• _ページ本文_:
戦後暫くはどこの一般家庭にも冷蔵庫がなっかった。昭和の30年代になりまず最初に普及し始めたのが、木製の冷蔵庫である。これはほとんど夏季限定で、上部に氷を入れて冷やすタイプ。そのため毎日氷を入れないと使えない。そこで氷屋から氷を買うことになる。(当時は氷屋という商売があった。)店から氷の塊を自転車の後ろに繋いだリヤカーに乗せて売りに来た。大きな氷を1貫、2貫とその場で注文に応じて切り分け販売する。おじさんが氷を切るのを見ているのが面白かった。歯の荒い大きなノコギリで「シャカ、シャカ」と軽快なリズムで切る。そして途中まで切ると次は歯を逆さまにし、圧力をかけると簡単にパカッと割れた。

そのあと氷を挟む巨大なハサミで切った氷をつかみ客の家に運ぶ。「その時がチャンス!」おじさんが瞬間その場から離れるのを見届けると、遠巻きにしていた子供達がリヤカーに駆け寄り、氷の塊に残る雪のような切りかすを手ですくい取る「冷たくて、気持ちいいー」暑い夏にもこの様に当時の子供達は一瞬の涼を取った。しかしそれから2,3年経過すると、豊かになり始めた日本の家庭に三種の神器と呼ばれた洗濯機、テレビ、電気冷蔵庫が急速に普及し始める。今のように扉がいくつもある大型冷蔵庫ではないが、それでも年中冷たい水も飲めたし、肉や魚も保存できるようになった。

当時テレビではアメリカの人気番組がいろいろ放映される。そのなかの一つに「うちのママは世界一」というホームドラマは毎週見ていた。内容はほとんど覚えてないが、ジェフという少年が学校から家に帰ると、大きな冷蔵庫の扉を開け五合ビンの牛乳を取り出しがぶ飲みする。そのシーンを羨ましく見ていたが、「牛乳のがぶ飲みかー」いつか自分もやってみたいの思いがつのる。何日かの小遣い銭を貯め自宅近くの森永牛乳販売店へ出かけた。憧れの5合ビンの牛乳を抱えて帰ると、部屋に篭って牛乳をゆっくり好きなだけ飲む幸せ!最高と感じたが、案の定そのあと腹を下し母親にしかられた。

そのころアメリカの一般家庭の少年と我々日本のガキとでは月とスッポン!彼らのライフスタイル全てに注目していた。

(千葉県八千代市勝田台、勝田陶人舎・冨岡伸一)

• _入力データ_:

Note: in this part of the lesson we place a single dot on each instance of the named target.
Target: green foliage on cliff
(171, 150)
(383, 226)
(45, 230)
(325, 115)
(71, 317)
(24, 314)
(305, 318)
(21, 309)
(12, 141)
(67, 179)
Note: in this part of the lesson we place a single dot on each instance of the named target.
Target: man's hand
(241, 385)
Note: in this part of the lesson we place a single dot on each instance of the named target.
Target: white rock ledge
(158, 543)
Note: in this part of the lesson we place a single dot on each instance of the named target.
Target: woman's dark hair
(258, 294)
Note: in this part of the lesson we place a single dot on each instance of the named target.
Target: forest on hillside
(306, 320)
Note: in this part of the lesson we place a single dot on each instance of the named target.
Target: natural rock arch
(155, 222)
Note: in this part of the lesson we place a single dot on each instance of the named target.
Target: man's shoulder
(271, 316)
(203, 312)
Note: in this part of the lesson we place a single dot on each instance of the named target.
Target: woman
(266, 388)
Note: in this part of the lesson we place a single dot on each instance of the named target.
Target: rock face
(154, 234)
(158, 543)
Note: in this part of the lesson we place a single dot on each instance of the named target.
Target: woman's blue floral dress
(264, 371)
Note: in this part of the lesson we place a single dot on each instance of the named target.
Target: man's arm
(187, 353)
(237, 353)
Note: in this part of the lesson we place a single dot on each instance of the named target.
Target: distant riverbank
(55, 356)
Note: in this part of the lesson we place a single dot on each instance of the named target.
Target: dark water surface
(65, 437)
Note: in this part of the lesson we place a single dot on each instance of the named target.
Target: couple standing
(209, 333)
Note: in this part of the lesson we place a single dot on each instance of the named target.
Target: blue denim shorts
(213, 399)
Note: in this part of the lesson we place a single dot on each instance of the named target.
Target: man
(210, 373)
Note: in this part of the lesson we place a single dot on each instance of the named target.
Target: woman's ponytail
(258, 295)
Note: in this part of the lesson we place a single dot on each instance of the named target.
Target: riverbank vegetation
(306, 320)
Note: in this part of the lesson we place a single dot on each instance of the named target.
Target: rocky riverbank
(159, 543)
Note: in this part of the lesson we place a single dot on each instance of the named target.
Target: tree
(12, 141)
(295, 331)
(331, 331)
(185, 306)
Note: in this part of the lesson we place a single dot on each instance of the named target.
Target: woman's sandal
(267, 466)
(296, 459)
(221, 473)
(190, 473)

• _取り組む問題_:
[A] 本文について、次の問いに答えてください。
(i) 昭和30年代に最初に普及し始めた冷蔵庫は、何でできていたか。
(ii) 三種の神器と呼ばれたものは何か。
(iii) 牛乳を買いに出かけた店はどこか。
[B] エントリの中から、文字列「woman」を含む行をすべて見つけ、そのまま書き出してください。大文字と小文字は区別します。
本文とエントリは、それぞれ別の出典から取られています。

• _各問の解答_:
[A]
(i) 木製
(ii) 洗濯機、テレビ、電気冷蔵庫
(iii) 自宅近くの森永牛乳販売店

[B]
Target: woman's dark hair
Target: woman
Target: woman's blue floral dress
Target: woman's ponytail
Target: woman's sandal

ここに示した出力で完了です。